*** Exercise material ***

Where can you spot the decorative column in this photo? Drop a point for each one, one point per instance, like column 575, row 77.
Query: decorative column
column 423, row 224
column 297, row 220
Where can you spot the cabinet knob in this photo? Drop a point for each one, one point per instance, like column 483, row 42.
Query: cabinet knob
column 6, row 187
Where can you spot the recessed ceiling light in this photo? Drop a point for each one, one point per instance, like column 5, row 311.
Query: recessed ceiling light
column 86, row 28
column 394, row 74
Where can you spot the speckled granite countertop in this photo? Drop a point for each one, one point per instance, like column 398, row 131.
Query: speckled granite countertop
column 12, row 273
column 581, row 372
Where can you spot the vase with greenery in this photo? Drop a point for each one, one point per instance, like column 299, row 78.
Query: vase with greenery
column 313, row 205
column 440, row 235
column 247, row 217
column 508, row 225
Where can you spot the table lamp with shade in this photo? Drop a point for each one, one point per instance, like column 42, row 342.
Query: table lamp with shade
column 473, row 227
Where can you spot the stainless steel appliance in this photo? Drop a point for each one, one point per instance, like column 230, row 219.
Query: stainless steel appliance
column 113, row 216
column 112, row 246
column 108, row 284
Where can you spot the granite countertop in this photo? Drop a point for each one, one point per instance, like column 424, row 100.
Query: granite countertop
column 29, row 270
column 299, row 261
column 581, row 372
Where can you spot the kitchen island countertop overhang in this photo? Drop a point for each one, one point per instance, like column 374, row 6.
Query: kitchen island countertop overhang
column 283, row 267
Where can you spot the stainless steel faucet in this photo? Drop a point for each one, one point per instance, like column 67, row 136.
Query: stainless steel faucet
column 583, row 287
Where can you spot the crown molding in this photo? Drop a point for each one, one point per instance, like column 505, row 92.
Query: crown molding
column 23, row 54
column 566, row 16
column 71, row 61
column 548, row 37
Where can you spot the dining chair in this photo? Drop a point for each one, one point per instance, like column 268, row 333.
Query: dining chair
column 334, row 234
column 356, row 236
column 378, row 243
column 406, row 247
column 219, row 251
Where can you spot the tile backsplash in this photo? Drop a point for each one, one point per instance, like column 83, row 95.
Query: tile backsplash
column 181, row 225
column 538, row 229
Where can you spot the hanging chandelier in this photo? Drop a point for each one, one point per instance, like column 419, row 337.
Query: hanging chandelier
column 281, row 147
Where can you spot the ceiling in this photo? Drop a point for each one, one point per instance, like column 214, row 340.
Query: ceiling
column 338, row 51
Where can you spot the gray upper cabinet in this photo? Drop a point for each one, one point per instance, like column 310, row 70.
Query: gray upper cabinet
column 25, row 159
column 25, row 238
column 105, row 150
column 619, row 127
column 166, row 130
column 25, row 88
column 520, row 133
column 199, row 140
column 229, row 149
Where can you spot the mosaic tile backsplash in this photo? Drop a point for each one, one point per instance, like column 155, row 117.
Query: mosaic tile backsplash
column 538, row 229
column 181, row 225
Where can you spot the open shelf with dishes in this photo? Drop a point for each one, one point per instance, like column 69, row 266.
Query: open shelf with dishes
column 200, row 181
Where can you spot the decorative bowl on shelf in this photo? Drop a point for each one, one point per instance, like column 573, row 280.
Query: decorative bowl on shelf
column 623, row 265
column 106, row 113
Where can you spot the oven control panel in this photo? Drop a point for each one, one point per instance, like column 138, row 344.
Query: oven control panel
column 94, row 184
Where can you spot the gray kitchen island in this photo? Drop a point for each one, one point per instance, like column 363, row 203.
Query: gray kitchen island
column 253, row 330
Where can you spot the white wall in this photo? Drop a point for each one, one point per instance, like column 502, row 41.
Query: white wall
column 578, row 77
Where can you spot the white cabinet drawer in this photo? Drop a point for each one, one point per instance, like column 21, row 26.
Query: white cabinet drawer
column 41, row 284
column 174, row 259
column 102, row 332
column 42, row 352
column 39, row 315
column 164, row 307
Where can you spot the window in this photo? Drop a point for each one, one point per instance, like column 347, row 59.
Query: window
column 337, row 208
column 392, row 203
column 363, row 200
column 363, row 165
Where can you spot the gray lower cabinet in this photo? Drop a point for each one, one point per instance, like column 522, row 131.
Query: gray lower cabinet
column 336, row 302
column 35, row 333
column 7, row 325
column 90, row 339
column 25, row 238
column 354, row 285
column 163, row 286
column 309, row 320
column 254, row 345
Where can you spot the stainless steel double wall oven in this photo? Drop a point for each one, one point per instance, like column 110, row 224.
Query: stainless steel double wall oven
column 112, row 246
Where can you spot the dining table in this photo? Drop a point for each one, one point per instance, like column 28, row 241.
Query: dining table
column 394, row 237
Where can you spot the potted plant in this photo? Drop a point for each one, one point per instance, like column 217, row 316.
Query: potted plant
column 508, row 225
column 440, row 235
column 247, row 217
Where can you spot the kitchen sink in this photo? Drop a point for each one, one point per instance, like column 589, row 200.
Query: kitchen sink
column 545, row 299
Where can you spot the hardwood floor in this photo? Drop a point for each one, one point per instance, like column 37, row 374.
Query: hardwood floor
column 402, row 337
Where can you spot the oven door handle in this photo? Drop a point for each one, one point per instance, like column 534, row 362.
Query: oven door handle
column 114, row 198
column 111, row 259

***
*** Exercise material ***

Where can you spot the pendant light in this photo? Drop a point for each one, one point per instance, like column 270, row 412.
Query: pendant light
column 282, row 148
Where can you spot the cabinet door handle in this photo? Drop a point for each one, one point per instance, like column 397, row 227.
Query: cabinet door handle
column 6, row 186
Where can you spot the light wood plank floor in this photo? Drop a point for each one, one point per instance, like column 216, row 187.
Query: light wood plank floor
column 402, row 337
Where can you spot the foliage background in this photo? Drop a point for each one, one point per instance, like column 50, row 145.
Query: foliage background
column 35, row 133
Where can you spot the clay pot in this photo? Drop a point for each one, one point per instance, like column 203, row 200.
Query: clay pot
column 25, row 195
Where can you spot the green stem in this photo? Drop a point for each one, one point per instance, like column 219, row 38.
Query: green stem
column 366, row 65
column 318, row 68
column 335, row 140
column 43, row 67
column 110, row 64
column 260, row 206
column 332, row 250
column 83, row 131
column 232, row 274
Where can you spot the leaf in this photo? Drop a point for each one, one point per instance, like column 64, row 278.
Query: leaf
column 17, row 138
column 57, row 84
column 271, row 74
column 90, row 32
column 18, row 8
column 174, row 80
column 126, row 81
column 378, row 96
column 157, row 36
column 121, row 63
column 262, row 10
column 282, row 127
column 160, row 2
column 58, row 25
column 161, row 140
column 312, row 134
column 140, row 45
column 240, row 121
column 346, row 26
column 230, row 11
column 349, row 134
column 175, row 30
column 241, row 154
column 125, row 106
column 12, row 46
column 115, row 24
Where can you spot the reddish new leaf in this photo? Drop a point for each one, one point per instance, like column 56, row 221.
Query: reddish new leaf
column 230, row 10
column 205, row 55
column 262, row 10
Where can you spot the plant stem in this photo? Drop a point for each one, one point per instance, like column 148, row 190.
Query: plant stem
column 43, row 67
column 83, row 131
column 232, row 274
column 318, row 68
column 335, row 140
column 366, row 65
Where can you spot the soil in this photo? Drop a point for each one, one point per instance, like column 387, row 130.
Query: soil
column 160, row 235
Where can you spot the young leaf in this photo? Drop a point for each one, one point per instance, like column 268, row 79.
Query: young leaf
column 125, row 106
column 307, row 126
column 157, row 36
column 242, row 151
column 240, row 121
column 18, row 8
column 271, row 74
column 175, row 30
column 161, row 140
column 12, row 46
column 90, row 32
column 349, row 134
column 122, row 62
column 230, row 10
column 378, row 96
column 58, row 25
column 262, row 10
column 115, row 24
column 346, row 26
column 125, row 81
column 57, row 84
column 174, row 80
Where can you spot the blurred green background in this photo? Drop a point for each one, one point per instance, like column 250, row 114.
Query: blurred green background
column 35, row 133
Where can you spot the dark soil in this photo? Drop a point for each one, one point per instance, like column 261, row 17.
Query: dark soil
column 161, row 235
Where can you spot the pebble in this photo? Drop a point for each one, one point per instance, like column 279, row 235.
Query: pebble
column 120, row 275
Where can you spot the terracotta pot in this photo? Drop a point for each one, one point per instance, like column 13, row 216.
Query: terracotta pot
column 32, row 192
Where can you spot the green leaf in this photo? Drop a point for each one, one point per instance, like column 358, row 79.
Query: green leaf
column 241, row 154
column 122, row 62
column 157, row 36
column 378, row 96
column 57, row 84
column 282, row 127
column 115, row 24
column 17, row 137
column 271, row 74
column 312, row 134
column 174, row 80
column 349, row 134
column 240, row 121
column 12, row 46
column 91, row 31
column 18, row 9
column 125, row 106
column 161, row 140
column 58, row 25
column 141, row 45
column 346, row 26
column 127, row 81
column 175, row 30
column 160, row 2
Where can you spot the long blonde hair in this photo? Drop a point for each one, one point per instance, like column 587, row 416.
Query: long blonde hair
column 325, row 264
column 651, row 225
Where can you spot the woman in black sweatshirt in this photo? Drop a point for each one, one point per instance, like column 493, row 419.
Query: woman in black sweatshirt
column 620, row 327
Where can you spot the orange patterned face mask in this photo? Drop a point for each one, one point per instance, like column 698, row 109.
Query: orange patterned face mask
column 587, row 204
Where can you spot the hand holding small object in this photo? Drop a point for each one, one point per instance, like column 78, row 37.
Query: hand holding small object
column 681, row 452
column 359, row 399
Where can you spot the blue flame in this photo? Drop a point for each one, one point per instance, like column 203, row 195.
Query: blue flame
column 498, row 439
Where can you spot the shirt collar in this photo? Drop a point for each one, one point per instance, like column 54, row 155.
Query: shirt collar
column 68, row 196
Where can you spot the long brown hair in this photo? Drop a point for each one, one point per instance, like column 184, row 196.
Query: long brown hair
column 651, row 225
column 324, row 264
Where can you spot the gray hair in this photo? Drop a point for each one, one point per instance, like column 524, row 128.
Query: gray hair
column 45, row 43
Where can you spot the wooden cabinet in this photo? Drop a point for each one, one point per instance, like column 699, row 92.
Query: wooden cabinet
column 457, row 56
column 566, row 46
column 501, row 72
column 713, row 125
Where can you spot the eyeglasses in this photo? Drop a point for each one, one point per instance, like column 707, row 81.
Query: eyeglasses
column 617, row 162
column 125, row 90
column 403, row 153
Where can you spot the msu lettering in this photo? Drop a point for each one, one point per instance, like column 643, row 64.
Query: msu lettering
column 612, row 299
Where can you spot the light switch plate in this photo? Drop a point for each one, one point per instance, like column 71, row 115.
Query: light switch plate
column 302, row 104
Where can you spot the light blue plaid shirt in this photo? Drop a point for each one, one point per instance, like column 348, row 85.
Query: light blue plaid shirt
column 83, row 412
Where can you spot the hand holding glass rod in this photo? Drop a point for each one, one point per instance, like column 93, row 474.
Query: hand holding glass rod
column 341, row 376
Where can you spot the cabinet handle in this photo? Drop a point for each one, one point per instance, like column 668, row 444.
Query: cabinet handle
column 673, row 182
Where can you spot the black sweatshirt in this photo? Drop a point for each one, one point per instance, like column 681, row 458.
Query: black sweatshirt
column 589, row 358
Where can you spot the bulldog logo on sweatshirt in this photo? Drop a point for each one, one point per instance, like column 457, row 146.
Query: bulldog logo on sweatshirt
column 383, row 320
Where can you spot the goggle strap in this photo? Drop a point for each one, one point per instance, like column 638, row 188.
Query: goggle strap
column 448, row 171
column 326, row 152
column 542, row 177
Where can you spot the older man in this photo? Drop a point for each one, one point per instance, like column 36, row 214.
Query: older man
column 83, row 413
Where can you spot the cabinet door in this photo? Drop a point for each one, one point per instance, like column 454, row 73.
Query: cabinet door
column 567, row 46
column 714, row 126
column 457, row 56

***
*** Exercise material ***

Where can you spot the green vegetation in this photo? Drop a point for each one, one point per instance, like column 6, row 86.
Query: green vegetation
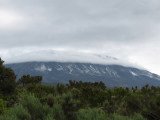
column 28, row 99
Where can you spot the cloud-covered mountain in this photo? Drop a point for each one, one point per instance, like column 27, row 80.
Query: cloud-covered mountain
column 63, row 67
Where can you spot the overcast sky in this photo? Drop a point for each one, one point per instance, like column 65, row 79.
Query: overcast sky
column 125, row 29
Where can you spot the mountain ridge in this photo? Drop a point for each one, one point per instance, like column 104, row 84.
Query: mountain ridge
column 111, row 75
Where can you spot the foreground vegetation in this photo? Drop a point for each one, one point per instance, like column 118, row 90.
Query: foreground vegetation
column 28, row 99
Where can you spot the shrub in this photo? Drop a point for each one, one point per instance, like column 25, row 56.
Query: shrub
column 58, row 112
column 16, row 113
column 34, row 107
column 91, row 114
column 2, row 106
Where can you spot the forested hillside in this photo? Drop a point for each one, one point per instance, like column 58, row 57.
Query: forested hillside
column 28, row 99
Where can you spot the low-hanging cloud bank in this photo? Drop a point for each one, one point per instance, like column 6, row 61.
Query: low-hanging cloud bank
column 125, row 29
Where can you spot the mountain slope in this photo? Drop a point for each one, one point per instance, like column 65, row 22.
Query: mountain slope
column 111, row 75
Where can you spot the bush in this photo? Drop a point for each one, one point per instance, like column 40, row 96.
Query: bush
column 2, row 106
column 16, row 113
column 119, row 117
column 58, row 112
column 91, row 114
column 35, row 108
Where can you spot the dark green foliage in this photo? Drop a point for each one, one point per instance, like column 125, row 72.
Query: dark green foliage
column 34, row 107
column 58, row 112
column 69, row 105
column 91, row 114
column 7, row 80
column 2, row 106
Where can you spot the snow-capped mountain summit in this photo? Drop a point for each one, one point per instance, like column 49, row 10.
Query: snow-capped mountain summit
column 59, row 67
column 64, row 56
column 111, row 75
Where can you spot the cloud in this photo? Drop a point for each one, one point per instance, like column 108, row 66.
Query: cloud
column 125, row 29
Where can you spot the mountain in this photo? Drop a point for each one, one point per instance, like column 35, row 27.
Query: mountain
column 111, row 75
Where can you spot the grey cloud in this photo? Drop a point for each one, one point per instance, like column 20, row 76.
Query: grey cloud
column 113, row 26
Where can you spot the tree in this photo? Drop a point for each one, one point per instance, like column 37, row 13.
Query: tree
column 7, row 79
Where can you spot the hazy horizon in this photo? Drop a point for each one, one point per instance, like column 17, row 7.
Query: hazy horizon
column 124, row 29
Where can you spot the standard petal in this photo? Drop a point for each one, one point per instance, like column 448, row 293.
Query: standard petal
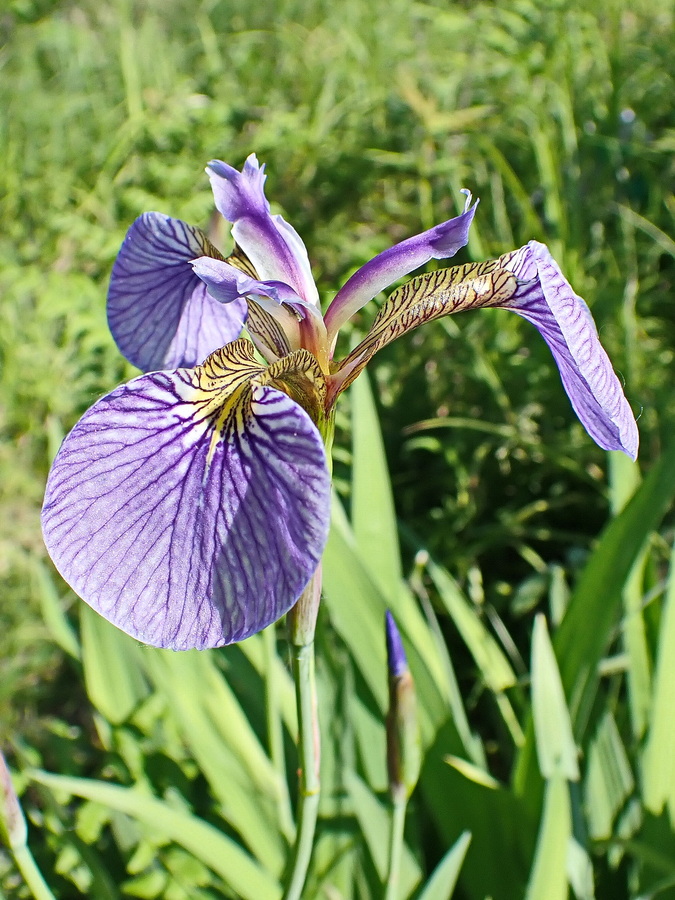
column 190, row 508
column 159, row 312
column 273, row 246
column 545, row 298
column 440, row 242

***

Please copy the records exactly, starting at the line that contains "Where can you spot the long blonde" and ending after the line that contains "column 587, row 204".

Where can you spot the long blonde hair in this photo? Drop a point for each one, one point per instance, like column 587, row 416.
Query: long blonde hair
column 325, row 264
column 651, row 225
Where can you spot the woman in black sweatshirt in this photo? Drop a point for each one, one point per instance, like column 493, row 419.
Query: woman in black sweatshirt
column 620, row 327
Where can you spot the orange patterned face mask in this photo? Drop a point for each one, one point per instance, like column 698, row 109.
Query: orange patterned face mask
column 587, row 204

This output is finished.